### [Document text]

By target dependent, I meant that whatever legal operation a target could replace this intrinsic with has the choice of rounding up or down. I'm not sure how bad this would be for optimization, but I imagine rounding isn't something that needs to be touched immediately since with this intrinsic, I'm just attempting to match what the standard says. I think one of the conclusions we also came up to in the long thread on llvm-dev was that, for now, we don't need to do more than what's necessary to implement the spec.

I changed the docs though to say rounding is indeterminable, as the spec says.

llvm/include/llvm/IR/Intrinsics.td
742 ↗(On Diff #174703)

Split into 2 categories. Was also planning on putting the saturating fixed point ones under "Fixed Point Intrinsics".

llvm/lib/CodeGen/SelectionDAG/LegalizeIntegerTypes.cpp
2543 ↗(On Diff #174703)

This should actually be an expansion of SMUL_LOHI since we need the high bits when scaling down the result after multiplication. Updated the code, but one thing I found was that expandMUL_LOHI depends on ADDC but does not have a check for it. When rerunning the tests, it seems that X86 does not support 32 bit ADDE (and ADDC).

### [Exercise instructions]
(a) In the code review excerpt, which operations are found to be unsupported by X86 at 32 bits?
(b) Carry on the code review excerpt from its final sentence.
The records come from a different source than the code review excerpt.

### [Provided records]
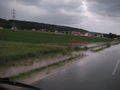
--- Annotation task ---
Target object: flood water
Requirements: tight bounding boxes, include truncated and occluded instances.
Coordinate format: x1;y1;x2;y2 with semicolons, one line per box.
33;45;120;90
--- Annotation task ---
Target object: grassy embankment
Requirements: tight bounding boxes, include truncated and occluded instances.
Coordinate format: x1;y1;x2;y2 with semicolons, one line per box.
0;30;111;66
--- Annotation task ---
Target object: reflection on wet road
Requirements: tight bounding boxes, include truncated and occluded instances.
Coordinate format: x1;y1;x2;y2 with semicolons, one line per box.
33;45;120;90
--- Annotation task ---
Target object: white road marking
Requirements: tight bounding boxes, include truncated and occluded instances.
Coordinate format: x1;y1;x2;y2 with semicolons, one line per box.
112;60;120;76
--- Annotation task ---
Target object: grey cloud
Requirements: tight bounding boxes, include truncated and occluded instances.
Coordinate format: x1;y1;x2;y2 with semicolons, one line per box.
87;0;120;17
17;0;42;6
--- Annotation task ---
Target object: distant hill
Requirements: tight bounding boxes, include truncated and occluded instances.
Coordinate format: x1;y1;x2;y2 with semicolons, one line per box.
0;18;89;33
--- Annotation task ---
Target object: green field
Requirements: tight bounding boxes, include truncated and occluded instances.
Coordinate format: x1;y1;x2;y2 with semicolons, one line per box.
0;30;111;43
0;41;71;66
0;30;111;66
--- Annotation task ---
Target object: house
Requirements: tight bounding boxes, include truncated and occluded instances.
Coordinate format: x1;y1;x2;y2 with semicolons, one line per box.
71;32;81;35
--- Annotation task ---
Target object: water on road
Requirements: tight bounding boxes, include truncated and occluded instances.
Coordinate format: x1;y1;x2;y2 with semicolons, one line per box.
33;45;120;90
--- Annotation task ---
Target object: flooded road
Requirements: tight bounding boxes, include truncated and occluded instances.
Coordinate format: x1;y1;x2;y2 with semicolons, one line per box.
33;45;120;90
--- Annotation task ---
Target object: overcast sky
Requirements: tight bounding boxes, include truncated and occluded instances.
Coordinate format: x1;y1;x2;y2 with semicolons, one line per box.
0;0;120;34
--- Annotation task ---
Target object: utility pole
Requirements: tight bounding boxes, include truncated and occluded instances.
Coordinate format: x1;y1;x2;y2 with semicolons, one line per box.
11;9;17;30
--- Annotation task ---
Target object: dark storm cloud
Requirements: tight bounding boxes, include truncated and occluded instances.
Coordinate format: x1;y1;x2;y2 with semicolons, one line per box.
17;0;42;6
87;0;120;17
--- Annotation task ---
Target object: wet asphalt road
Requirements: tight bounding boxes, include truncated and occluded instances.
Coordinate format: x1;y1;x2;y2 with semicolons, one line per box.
33;45;120;90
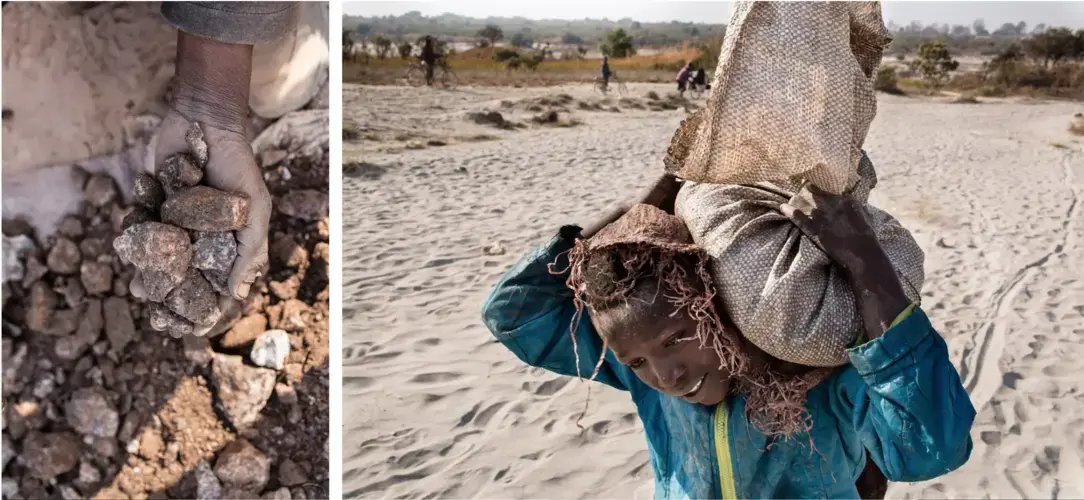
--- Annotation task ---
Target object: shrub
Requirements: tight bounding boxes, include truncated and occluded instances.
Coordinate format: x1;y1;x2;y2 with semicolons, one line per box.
598;28;636;59
493;49;519;63
874;66;903;95
912;40;959;88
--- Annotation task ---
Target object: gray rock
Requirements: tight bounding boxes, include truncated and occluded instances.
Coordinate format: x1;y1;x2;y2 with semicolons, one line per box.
162;185;248;232
64;387;120;437
120;206;158;230
46;238;82;274
260;488;294;500
147;303;194;337
165;268;222;325
3;337;28;396
183;335;215;367
59;485;83;500
102;297;136;352
275;189;328;221
195;460;223;500
75;460;102;491
23;255;49;289
54;298;105;361
211;354;275;427
132;172;166;211
26;281;56;332
113;222;192;302
248;330;289;370
192;232;237;273
215;439;271;491
22;432;79;480
79;261;113;295
82;174;117;208
0;433;18;470
157;153;203;187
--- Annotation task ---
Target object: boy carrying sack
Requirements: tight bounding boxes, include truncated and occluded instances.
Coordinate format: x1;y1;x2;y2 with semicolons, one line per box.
482;2;975;498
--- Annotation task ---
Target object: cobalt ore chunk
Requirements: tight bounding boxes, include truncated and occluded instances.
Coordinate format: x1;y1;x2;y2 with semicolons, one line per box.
192;232;237;272
162;185;248;232
166;269;222;324
147;303;193;337
132;172;166;210
184;123;210;168
113;222;192;302
120;206;158;229
203;271;230;295
158;153;203;189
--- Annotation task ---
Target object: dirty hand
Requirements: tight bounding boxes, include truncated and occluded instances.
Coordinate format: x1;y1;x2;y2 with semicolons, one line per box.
138;111;271;300
130;111;271;335
779;184;885;271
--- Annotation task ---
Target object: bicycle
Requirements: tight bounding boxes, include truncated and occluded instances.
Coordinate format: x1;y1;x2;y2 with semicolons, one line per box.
594;75;629;98
404;59;460;90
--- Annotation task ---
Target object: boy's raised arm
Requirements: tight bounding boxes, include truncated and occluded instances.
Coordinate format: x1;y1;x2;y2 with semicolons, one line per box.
833;307;975;482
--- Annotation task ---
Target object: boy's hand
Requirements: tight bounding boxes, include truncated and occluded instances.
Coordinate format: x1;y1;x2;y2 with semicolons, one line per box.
779;185;883;271
580;174;682;239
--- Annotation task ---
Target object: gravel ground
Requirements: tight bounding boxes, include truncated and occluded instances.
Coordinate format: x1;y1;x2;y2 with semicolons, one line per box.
3;110;330;499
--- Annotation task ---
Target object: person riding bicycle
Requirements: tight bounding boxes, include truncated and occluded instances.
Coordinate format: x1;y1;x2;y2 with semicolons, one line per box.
693;67;708;89
418;35;440;86
603;55;614;90
676;63;693;95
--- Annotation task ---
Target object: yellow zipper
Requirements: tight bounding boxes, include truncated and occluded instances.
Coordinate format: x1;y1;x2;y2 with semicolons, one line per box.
715;400;738;500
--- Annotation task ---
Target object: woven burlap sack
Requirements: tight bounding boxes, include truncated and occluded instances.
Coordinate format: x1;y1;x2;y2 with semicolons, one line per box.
668;2;891;194
675;154;925;367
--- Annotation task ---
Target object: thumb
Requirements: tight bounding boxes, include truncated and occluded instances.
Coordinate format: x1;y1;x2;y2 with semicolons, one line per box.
229;225;268;300
779;203;816;234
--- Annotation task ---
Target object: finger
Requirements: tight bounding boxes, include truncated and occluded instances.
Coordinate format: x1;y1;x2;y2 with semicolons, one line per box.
779;203;816;234
128;270;146;300
144;112;190;175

### [Answers provided]
(a) ADDE and ADDC.

(b)
LLVM ERROR: Cannot select: t81: i32,glue = adde t121, t44:1, t80:1

so I removed these from the lit tests, but if we want to support expansion of this, I'm not sure if the solution is to add a check into expandMUL_LOHI to check isOperationLegalOrCustom(ISD::ADDC/E, VT) and if it is not legal, write out the expanded version. I found a comment in ExpandIntRes_ADDSUB() saying that there currently does not appear to be a way of generating a value of MTV::Glue if we were to expand the result.

2544 ↗(On Diff #174703)

Added a fatal error report here.

llvm/lib/CodeGen/SelectionDAG/TargetLowering.cpp
5101 ↗(On Diff #174703)

Added checks to see if we can use MULHS or SMUL_LOHI.

ebevhan added inline comments.Nov 21 2018, 1:37 AM
llvm/docs/LangRef.rst
12629 ↗(On Diff #174703)

Okay. If we claim that it's indeterminate I guess we can still fold however we like, but the results would seem a bit inconsistent.

12635 ↗(On Diff #174858)

I think "operation" might be clearer than "conversion". Or don't mention it at all and just say "It is undefined behavior if the source value does not fit within the range of the fixed point type."

The rounding section is also a bit wordy. "If the result value cannot be precisely represented in the given scale, the value is rounded up or down to the closest representable value. The rounding direction is unspecified."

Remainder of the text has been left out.